* TEXT SECTION *

____

As more households in low-income countries own a mobile phone than have access to electricity or adequate sanitation, health care providers are progressively utilizing mobile health (mHealth) platform approaches to provide guidance and support to patients between clinic visits. Evidence shows mobile short message service (SMS) programs improve HIV and maternal-child health outcomes, but there is less understanding about the types of messages that engage recipients and the mechanisms that lead to changes in health behavior. We are pleased to announce that Drs. Jennifer Unger (Assistant Professor, OB/GYN and Global Health) and Keshet Ronen (Clinical Assistant Professor, Global Health) are the principal investigator and co-investigator, respectively, of a UW Royalty Research Fund award to analyze participant messages, and yield an understanding of how recipients use these systems and how care seeking is impacted by SMS conversations.

____

* EXERCISES TO COMPLETE *
• a. Decide whether each statement agrees with the mHealth announcement. Answer yes or no for each, and quote the words that decide it.
(i) SMS programs have been shown to improve HIV and maternal-child health outcomes.
(ii) Keshet Ronen is the principal investigator of the award.
(iii) In low-income countries, more households own a mobile phone than have access to electricity.
• b. Condense the paragraph of the mHealth announcement that begins "As more households in low-income countries" into a short bulleted list that keeps its main facts.
• c. Write the next part of the mHealth announcement, picking up after its final sentence.

* DATASET RECORDS *
____

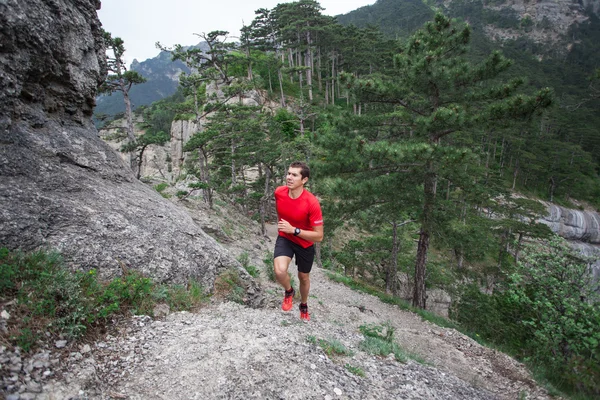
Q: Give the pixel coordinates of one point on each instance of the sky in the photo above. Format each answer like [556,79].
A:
[142,23]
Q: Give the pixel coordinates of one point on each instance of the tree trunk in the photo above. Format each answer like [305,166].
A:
[308,64]
[332,80]
[518,249]
[515,173]
[130,129]
[318,259]
[280,78]
[430,188]
[390,278]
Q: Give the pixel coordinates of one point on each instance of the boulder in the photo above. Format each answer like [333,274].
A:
[61,186]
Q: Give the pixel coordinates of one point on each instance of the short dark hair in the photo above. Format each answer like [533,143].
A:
[304,170]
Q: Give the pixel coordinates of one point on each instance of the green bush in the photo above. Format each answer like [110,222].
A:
[547,312]
[50,298]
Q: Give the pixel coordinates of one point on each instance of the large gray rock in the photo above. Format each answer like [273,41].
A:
[61,186]
[580,228]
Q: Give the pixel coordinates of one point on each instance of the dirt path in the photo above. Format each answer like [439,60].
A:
[229,351]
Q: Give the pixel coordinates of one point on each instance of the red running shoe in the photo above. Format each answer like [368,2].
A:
[287,300]
[304,316]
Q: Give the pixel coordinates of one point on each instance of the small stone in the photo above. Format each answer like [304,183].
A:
[34,387]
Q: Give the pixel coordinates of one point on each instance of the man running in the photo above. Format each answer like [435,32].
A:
[300,224]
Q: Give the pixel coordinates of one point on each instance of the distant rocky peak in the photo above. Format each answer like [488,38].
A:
[545,21]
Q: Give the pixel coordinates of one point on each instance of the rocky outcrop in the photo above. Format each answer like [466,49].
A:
[181,132]
[61,186]
[580,228]
[156,159]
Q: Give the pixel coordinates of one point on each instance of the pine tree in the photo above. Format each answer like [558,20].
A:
[435,94]
[121,80]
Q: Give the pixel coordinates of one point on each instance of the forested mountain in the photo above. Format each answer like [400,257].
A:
[162,80]
[552,43]
[431,147]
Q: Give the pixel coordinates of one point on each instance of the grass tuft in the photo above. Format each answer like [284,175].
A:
[47,297]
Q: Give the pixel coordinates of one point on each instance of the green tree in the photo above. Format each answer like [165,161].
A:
[435,94]
[121,80]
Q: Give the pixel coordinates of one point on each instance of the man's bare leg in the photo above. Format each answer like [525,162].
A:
[304,279]
[281,265]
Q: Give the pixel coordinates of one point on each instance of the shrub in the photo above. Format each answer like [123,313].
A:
[50,298]
[547,312]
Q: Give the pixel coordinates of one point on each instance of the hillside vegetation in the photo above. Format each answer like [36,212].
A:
[417,144]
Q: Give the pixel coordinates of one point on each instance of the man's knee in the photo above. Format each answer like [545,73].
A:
[304,276]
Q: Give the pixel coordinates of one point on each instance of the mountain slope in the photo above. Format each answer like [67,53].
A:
[162,80]
[230,351]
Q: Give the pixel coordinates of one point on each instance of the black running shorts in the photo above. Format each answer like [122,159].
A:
[304,257]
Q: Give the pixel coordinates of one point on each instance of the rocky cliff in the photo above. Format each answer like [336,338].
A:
[580,228]
[61,186]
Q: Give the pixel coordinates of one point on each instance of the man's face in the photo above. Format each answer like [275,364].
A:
[294,179]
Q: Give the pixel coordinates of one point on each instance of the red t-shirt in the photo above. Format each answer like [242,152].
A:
[303,212]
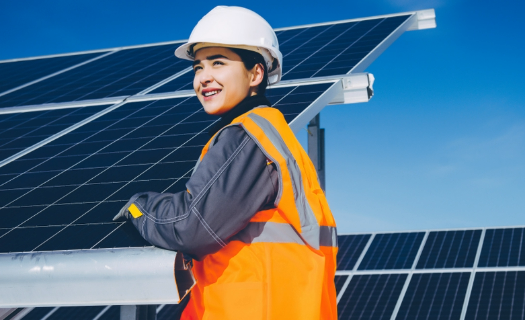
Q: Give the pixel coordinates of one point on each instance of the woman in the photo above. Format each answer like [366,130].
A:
[254,218]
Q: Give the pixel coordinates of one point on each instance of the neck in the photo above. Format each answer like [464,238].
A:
[244,106]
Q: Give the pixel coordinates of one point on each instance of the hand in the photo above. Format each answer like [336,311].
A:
[123,214]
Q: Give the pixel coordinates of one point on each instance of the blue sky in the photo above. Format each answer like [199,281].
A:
[440,145]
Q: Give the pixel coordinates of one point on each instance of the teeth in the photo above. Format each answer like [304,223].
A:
[211,93]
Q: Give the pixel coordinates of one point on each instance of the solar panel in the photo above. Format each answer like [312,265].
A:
[434,296]
[371,296]
[38,313]
[125,72]
[63,195]
[450,249]
[21,130]
[503,248]
[497,295]
[332,49]
[17,73]
[339,282]
[350,249]
[392,251]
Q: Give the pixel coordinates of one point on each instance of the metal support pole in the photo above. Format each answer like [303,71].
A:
[316,148]
[147,312]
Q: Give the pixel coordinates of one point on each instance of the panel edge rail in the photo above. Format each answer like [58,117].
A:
[472,276]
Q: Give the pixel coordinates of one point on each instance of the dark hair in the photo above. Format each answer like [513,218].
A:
[250,59]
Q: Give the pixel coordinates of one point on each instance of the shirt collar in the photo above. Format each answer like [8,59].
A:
[244,106]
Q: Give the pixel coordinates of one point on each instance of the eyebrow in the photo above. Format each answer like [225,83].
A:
[216,56]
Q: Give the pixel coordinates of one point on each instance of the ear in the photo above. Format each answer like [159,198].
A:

____

* RESULTS FOR EACH TASK *
• a.
(i) Yes: "Evidence shows mobile short message service (SMS) programs improve HIV and maternal-child health outcomes"
(ii) No: "Drs. Jennifer Unger (Assistant Professor, OB/GYN and Global Health) and Keshet Ronen (Clinical Assistant Professor, Global Health) are the principal investigator and co-investigator, respectively"
(iii) Yes: "more households in low-income countries own a mobile phone than have access to electricity or adequate sanitation"

• b.
- In low-income countries, more households own a mobile phone than have electricity or adequate sanitation.
- As a result, health care providers increasingly use mobile health (mHealth) platforms to guide and support patients between clinic visits.
- SMS programs are shown to improve HIV and maternal-child health outcomes.
- Less is known about which messages engage recipients and how they change health behavior.
- Dr. Jennifer Unger (Assistant Professor, OB/GYN and Global Health) is principal investigator of a UW Royalty Research Fund award.
- Dr. Keshet Ronen (Clinical Assistant Professor, Global Health) is co-investigator.
- The award funds analysis of participant messages to show how recipients use these systems and how SMS conversations affect care seeking.

• c.
Both researchers are involved with studies using “Mobile WACh: Mobile Solutions for Women and Children’s Health,” a unique SMS messaging platform that was developed by UW Departments of OB/GYN, Global Health, Computer Science and Engineering, and Kenyatta National Hospital in 2014. Now deployed in five projects, the platform pushes automated messages containing critical information at crucial times, and allows users to respond and converse with a health professional about their individual needs in maternal and child health care, exclusive breastfeeding, family planning, antiretroviral therapy (ART), pre-exposure prophylaxis (PrEP), and early identification of infant illnesses and peripartum depression care. With the funding support, Drs. Unger and Ronen will characterize 32,000 mother-nurse communication and exit interviews from the two largest Mobile WACh studies to understand which messages are most influential on health behavior and who benefits the most from the intervention.
The findings can help inform researchers to develop best practices and scalable mHealth models. Additionally, their efforts will provide a comprehensive SMS message bank that benefits future MCH and HIV programs and research. We look forward to sharing their outcomes!